▸ **Extract provided**:
• • • • •

Let the case be put, that the interior of Africa had been made by the Almighty the cradle of the world—that issuing thence, instead of from the north-western part of Asia, the several streams of nations had pervaded and settled the whole of that extensive continent—that the banks of the Niger, not less fertile than those of the Euphrates or the Nile, had been the seat of the first great empire—that the kingdoms of Tombuctoo and Houssa had been the Assyria and Egypt of Africa, and that the arts and sciences had been communicated to a cluster of little independent states, and, under the same favourable circumstances, had been carried to the same heights of excellence as that which they attained in European Greece—that these had been however in their turn swallowed up, together with the whole of that vast continent, by the arms of a single nation, the Romans of Africa, under the shelter of whose established dominion the various nations throughout that spacious extent, enjoying the blessings of civil order and security, the natural consequence had followed, that in every quarter the arts and sciences had sprung up and flourished—Might not our northern countries have been then in the same state of comparative barbarism in which Africa now lies? Might not some African philosopher, proud of his superior accomplishments, have made it a question, whether those wretched whites, the very outcasts of nature, who were banished to the cold regions of the north, were capable of civilization? And thus, might not a Slave Trade in Europeans, aye, in Britons, have then been justified by those sable reasoners, on precisely the same grounds as those on which the African Slave Trade is now supported?

However the last supposition may mortify our pride, it will appear less monstrous to those who recollect, that not only in ancient times the wisest among the Greeks considered the barbarians, including all the inhabitants of our quarter of the earth, as expressly intended by nature to be their slaves; not only that the Romans regularly sold into slavery all the captives whom they took in the wars, by which on all sides they gradually extended their empire till it was almost commensurate with the then known world; but that our own island long furnished it’s share towards the supply of the Roman market. Even at a later period of our history, we Englishmen have been the subjects of a Slave Trade, for which it is remarkable that the city of Bristol[11] was the grand emporium. That ancient city has now, I trust for the last time, retired from that guilty commerce.

• • • • •

▸ **Short exercise A**:
Print the passage on the slave trade from "However the last" up to and including "that guilty commerce.".
The passage on the slave trade has no connection to the listing that comes after it.

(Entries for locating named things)
• • • • •

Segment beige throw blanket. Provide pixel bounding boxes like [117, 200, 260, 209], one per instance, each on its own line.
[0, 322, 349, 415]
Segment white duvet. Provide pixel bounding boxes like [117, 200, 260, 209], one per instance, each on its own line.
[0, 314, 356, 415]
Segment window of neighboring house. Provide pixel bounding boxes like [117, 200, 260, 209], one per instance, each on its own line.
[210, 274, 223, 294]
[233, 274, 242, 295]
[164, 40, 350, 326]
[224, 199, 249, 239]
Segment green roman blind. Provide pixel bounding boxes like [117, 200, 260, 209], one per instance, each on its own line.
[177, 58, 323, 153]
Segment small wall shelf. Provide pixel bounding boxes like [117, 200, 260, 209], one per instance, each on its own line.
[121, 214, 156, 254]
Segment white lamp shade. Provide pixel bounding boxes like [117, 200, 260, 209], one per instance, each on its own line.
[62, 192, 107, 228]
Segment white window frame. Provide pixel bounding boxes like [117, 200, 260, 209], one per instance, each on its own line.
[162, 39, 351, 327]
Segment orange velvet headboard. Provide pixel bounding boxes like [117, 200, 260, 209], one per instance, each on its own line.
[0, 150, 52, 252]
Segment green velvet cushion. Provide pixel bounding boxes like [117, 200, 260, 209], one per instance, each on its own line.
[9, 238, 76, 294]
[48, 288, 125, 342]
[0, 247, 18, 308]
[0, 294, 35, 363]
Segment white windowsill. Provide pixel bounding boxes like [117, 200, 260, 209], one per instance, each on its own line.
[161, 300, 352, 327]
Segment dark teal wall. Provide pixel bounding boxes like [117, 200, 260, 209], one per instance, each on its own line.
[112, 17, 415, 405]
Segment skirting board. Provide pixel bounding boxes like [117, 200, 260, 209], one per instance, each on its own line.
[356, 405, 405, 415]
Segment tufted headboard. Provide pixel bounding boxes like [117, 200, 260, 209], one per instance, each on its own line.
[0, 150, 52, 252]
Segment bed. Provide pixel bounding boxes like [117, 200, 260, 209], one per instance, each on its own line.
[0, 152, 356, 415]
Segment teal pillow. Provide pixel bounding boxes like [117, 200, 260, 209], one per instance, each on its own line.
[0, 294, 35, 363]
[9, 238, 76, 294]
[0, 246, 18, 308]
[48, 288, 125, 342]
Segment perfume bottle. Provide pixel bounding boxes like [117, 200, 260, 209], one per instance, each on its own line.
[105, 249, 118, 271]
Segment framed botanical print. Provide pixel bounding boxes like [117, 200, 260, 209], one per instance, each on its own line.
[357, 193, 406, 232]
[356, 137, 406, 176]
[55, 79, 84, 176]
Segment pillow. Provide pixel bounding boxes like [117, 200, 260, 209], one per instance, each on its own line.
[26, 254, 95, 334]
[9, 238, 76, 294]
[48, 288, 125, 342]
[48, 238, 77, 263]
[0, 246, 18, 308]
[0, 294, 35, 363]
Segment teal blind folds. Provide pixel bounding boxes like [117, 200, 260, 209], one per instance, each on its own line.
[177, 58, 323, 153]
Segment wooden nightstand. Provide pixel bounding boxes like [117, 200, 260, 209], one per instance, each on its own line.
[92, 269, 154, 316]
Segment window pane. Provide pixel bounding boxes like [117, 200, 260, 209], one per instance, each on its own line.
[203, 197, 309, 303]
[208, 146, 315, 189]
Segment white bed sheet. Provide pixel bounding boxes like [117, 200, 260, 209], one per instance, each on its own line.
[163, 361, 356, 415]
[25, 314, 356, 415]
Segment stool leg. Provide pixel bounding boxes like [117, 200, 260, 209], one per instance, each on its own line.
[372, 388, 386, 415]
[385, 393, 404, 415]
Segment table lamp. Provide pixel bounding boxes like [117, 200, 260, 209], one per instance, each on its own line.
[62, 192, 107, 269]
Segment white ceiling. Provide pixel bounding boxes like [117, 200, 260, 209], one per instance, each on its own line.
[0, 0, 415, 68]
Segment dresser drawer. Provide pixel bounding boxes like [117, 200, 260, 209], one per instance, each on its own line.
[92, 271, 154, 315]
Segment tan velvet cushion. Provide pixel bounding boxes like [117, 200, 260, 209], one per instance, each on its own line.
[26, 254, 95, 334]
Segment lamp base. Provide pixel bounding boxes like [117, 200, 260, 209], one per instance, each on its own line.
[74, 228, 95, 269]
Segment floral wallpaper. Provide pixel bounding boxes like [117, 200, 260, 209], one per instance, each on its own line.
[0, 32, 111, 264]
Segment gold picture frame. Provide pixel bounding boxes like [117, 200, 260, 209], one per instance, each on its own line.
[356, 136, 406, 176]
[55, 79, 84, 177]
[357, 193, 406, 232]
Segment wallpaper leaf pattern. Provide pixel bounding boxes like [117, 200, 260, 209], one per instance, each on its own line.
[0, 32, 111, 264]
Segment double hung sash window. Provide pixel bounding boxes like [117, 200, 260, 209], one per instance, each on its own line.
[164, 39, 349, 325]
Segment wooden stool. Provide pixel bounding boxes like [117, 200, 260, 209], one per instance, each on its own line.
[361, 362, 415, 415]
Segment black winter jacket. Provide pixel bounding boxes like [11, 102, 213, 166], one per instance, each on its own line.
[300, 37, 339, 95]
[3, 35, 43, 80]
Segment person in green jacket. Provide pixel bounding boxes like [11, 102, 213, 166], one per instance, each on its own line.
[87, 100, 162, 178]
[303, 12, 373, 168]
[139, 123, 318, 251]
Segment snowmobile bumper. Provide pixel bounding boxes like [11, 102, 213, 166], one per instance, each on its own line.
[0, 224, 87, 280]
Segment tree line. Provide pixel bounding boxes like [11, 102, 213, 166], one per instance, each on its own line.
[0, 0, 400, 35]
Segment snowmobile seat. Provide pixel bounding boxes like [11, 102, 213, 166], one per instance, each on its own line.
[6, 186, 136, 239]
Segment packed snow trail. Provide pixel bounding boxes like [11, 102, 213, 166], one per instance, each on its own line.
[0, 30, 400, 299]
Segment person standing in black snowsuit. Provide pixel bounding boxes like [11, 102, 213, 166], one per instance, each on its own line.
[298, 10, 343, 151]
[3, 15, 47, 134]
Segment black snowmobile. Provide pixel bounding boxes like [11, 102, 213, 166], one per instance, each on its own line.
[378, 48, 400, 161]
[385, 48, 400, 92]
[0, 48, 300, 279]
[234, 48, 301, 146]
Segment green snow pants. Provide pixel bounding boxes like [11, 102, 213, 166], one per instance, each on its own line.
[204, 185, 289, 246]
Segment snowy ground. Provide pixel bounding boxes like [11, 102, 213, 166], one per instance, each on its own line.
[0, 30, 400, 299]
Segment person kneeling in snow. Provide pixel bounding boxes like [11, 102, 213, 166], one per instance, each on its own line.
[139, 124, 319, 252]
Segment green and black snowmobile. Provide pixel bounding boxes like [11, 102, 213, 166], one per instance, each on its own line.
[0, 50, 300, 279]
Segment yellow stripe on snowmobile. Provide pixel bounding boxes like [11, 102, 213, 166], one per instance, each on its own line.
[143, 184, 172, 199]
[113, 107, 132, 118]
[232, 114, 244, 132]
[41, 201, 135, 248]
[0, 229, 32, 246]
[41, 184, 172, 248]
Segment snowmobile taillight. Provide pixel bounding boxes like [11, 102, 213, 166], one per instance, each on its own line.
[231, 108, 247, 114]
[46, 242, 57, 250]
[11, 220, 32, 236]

• • • • •

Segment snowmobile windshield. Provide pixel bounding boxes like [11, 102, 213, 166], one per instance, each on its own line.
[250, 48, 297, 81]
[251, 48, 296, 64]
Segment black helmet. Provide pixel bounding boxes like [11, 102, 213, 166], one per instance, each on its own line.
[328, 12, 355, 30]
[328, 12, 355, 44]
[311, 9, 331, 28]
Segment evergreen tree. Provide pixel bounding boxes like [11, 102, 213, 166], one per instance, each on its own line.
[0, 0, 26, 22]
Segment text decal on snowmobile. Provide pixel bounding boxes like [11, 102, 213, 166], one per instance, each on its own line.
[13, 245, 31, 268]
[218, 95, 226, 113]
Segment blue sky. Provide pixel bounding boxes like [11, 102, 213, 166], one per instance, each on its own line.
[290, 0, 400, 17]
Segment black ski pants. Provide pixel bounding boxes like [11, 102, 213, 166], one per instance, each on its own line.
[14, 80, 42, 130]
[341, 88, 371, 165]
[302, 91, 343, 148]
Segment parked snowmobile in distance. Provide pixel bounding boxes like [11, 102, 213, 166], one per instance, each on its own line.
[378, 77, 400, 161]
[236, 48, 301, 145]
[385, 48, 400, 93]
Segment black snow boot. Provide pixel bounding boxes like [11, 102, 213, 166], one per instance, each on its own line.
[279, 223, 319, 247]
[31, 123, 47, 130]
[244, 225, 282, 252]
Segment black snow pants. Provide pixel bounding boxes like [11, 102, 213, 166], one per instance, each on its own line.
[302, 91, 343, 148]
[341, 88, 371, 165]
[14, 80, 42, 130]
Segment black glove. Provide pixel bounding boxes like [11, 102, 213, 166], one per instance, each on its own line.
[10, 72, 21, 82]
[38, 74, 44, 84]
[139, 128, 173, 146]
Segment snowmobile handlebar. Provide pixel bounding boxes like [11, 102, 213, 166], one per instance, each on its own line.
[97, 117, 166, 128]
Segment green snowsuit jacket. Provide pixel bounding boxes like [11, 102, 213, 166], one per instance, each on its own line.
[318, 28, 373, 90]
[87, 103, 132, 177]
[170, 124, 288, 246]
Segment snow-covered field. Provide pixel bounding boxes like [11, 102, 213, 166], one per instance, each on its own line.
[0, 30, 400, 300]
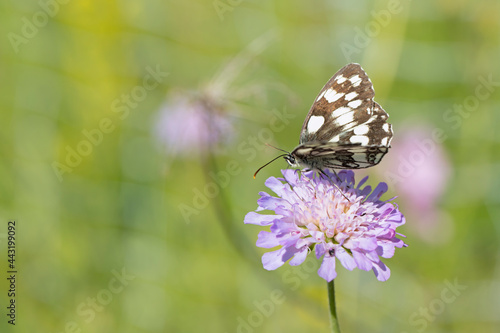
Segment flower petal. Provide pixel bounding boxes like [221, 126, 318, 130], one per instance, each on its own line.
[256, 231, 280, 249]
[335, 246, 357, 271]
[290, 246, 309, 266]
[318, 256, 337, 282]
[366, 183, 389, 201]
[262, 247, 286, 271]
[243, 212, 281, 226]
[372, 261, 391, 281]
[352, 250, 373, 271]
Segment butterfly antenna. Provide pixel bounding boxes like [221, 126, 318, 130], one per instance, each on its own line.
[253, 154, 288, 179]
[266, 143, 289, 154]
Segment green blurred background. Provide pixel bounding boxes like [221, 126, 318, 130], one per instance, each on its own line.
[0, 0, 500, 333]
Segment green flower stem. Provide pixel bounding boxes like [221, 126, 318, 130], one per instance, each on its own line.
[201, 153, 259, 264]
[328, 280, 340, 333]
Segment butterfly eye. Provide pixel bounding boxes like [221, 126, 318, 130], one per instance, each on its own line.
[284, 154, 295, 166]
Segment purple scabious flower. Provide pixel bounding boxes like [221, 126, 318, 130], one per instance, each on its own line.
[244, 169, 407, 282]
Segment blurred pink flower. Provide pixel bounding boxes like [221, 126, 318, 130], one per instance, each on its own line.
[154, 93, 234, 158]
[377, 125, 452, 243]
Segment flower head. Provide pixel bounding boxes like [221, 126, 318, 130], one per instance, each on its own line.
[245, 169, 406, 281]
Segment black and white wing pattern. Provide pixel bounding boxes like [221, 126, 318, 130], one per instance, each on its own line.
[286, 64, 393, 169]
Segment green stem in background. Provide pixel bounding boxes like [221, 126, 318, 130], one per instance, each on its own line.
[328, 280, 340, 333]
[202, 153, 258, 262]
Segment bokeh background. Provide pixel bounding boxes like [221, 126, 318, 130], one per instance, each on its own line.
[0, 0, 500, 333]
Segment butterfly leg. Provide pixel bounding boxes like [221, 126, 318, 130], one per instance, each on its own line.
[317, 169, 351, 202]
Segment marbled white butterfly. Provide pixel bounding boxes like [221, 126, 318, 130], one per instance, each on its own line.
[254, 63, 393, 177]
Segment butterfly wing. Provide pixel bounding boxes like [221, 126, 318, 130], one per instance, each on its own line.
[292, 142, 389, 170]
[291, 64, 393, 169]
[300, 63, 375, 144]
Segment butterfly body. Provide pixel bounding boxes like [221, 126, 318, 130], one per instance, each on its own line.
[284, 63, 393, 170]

• • • • •

▸ **Short exercise B**:
Output, word for word, the lines of the listing from the line with "Segment black snow pants." up to and including the line with "[97, 117, 166, 128]".

▸ **Exercise response A**:
However the last supposition may mortify our pride, it will appear less monstrous to those who recollect, that not only in ancient times the wisest among the Greeks considered the barbarians, including all the inhabitants of our quarter of the earth, as expressly intended by nature to be their slaves; not only that the Romans regularly sold into slavery all the captives whom they took in the wars, by which on all sides they gradually extended their empire till it was almost commensurate with the then known world; but that our own island long furnished it’s share towards the supply of the Roman market. Even at a later period of our history, we Englishmen have been the subjects of a Slave Trade, for which it is remarkable that the city of Bristol[11] was the grand emporium. That ancient city has now, I trust for the last time, retired from that guilty commerce.

▸ **Exercise response B**:
Segment black snow pants. Provide pixel bounding boxes like [11, 102, 213, 166], one per instance, each on its own line.
[302, 91, 343, 148]
[341, 88, 371, 165]
[14, 80, 42, 130]
Segment black glove. Provide pixel bounding boxes like [11, 102, 213, 166], one per instance, each on its own line.
[10, 72, 21, 82]
[38, 74, 44, 84]
[139, 128, 173, 146]
Segment snowmobile handlebar. Provide pixel bounding boxes like [11, 102, 213, 166], one per instance, each on its own line.
[97, 117, 166, 128]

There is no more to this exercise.